- **Task details**: Count how many lines in the entries below contain the word "middle", matching case exactly. Give only the number.
** begin Listing **
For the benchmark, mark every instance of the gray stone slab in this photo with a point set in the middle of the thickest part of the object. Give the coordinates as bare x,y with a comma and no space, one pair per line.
** end Listing **
** begin Listing **
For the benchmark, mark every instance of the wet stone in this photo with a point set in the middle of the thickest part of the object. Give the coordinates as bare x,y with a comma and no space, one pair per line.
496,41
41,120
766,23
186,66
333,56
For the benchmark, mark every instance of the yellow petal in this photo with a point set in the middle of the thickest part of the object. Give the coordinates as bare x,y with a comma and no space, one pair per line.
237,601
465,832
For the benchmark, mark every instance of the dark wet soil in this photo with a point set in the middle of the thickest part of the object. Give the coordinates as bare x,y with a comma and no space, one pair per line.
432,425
** end Listing **
- **Exercise response**: 4